- The problem -
Quote the lines word for word, from the line that contains "the stone bench." through the last line, including both.

- A run of lines -
★ ★ ★ ★ ★

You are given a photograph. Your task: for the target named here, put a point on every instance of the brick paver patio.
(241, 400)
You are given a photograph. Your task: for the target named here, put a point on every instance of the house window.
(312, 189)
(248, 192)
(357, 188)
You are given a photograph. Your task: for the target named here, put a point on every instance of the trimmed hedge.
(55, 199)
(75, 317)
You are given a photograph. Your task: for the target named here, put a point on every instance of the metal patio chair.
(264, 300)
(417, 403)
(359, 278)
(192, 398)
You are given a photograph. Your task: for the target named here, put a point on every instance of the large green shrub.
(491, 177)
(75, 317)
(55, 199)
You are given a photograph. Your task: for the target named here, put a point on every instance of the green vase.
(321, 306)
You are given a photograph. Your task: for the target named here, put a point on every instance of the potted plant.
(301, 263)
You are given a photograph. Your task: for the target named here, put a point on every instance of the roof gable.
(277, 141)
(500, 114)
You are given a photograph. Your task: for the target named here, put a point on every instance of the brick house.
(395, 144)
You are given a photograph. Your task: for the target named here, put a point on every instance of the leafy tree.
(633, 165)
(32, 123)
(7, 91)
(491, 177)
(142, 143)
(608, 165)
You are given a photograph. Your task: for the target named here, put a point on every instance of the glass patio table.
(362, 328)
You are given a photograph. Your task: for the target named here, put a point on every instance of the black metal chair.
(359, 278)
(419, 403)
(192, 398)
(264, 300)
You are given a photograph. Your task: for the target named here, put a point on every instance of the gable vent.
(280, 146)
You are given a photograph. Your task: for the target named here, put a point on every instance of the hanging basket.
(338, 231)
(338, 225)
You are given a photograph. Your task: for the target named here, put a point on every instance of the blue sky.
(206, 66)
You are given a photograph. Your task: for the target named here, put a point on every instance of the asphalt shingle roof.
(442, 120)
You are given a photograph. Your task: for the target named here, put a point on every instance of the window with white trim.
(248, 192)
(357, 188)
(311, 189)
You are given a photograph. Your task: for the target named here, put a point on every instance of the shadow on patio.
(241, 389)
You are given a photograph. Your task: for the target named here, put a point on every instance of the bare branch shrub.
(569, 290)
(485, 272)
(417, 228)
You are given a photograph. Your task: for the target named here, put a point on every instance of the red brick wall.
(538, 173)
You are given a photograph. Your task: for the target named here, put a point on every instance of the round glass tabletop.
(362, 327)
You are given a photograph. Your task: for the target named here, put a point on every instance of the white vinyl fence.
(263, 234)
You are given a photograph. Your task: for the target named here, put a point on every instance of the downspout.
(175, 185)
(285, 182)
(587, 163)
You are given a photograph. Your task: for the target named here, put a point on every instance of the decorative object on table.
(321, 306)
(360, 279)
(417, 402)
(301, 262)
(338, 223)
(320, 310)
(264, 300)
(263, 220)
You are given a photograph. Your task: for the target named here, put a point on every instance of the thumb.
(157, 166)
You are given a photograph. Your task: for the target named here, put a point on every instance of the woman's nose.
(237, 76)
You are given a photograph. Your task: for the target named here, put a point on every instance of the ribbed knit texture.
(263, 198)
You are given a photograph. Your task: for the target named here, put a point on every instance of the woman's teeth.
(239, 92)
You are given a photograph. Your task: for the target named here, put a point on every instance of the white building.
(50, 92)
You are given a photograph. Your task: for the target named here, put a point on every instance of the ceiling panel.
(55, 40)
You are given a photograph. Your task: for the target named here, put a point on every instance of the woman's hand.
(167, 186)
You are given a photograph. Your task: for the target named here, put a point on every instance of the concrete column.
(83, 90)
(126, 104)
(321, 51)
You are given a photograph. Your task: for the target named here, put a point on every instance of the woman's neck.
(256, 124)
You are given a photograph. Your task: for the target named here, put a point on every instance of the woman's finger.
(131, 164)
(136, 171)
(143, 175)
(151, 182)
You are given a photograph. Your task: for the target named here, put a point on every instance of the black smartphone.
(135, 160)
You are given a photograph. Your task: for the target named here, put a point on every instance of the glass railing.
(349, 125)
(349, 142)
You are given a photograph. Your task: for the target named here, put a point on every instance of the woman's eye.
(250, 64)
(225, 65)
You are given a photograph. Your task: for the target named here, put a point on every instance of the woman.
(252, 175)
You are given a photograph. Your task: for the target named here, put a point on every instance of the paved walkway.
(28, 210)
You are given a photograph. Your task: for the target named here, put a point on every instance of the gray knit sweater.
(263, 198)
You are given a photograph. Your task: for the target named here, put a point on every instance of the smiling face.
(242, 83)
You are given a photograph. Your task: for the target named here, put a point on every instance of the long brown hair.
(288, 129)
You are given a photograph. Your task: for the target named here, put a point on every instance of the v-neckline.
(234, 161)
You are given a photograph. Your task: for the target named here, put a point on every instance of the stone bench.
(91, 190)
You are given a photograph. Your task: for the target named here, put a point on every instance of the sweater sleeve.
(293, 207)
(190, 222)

★ ★ ★ ★ ★

- Correct response -
You are given a photograph. Your task: for the target named here, put a point on every instance of the stone bench.
(91, 190)
You are given a photograph. Your task: for the target named here, put a point on every instance of the sweater sleeve.
(293, 207)
(190, 222)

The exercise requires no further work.